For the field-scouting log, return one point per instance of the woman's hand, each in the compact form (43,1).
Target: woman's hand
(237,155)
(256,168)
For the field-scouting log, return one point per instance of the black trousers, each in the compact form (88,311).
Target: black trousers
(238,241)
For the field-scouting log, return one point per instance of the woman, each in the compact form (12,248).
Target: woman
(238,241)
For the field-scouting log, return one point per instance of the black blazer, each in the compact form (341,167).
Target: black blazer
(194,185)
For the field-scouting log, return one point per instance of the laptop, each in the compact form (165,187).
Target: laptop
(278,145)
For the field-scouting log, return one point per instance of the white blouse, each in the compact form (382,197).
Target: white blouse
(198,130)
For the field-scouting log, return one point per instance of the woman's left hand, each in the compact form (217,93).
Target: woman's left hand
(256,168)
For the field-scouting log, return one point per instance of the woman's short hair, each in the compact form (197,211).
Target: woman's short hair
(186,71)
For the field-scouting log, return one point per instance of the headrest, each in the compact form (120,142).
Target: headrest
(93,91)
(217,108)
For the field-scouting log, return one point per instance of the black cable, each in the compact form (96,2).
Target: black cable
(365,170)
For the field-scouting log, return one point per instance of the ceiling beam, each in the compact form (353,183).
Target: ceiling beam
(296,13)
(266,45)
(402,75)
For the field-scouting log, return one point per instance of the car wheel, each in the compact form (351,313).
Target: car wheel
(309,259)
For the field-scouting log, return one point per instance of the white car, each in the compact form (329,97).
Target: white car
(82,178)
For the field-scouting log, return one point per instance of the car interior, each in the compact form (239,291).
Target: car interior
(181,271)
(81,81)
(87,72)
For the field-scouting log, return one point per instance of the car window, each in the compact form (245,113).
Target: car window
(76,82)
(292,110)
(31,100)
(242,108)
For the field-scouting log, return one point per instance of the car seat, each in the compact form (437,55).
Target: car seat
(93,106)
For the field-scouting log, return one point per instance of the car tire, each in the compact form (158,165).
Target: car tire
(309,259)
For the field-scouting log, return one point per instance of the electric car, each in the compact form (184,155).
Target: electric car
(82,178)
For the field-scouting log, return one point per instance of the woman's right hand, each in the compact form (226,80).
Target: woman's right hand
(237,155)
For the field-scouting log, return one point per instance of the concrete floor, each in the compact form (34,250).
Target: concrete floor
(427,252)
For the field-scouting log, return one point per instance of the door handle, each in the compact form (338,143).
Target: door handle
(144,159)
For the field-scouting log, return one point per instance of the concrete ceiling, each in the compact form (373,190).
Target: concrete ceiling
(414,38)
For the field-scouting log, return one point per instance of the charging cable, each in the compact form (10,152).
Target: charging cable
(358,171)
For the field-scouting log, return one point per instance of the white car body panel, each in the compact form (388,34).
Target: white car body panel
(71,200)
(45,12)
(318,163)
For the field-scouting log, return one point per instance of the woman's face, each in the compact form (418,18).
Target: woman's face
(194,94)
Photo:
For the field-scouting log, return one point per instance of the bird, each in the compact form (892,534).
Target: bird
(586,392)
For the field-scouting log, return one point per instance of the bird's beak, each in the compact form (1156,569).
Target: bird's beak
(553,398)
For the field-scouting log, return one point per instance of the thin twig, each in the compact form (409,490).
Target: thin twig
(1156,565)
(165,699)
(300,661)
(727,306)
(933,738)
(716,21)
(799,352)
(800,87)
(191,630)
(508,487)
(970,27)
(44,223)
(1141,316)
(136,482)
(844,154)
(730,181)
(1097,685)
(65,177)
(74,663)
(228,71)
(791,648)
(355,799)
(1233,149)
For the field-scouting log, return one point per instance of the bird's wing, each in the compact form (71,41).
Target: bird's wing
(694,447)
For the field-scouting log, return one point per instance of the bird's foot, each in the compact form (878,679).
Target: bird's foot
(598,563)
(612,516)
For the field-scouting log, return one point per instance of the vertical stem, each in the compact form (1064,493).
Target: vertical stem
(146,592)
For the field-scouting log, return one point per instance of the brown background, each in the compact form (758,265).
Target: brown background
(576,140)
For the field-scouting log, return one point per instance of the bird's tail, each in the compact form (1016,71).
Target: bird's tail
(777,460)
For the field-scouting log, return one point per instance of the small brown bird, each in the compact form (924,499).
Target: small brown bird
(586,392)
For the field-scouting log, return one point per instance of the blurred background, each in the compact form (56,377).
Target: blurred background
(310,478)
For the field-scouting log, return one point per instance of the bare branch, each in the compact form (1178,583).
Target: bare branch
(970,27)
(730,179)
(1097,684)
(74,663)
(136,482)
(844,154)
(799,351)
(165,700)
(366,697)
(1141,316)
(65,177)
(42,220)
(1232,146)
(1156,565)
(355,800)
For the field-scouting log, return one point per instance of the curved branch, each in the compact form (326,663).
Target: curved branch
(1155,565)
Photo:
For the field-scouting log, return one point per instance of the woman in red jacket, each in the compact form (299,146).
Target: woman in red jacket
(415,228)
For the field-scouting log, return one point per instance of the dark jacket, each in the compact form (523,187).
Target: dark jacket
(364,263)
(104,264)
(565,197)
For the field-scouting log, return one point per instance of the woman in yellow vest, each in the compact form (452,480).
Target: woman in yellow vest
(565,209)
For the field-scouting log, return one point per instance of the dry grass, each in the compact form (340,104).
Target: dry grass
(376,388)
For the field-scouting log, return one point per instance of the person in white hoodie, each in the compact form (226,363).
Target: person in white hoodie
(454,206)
☆ ☆ ☆ ☆ ☆ ☆ ☆
→ Task objective:
From the line with "compact form (56,377)." to the last line of the material, give every line again exactly, and only those lines.

→ Solution to the exercise:
For the field-scouting log, return one point per instance of the blurred background, each in the compact form (56,377).
Target: blurred background
(310,478)
For the field-scouting log, return one point per instance of the bare branch, each in the compact form (1178,583).
Target: bare branch
(970,27)
(730,179)
(1097,684)
(74,663)
(136,482)
(844,154)
(799,351)
(165,700)
(366,697)
(1141,316)
(65,177)
(42,220)
(1232,146)
(1156,565)
(355,800)
For the field-scouting log, return one point per instance of the curved branch, each in the compact form (326,663).
Target: curved branch
(1155,565)
Photo:
For the field-scouting log, return one point per instance of the woman in red jacket, each in the compact form (299,146).
Target: woman in red jacket
(415,228)
For the field-scouting log, return one point per instance of the dark jacket, each in the compact form (523,187).
Target: dark jacket
(364,263)
(104,264)
(565,197)
For the field-scouting log, return one point per instance of the woman in yellow vest, each in the compact form (452,480).
Target: woman in yellow vest
(565,209)
For the field-scouting log, return one point per instance of the dry grass, each in the compact form (340,104).
Target: dry grass
(376,388)
For the field-scouting log, return one point per instance of the person in white hoodie, each in the compact form (226,363).
Target: person in white hoodie
(454,206)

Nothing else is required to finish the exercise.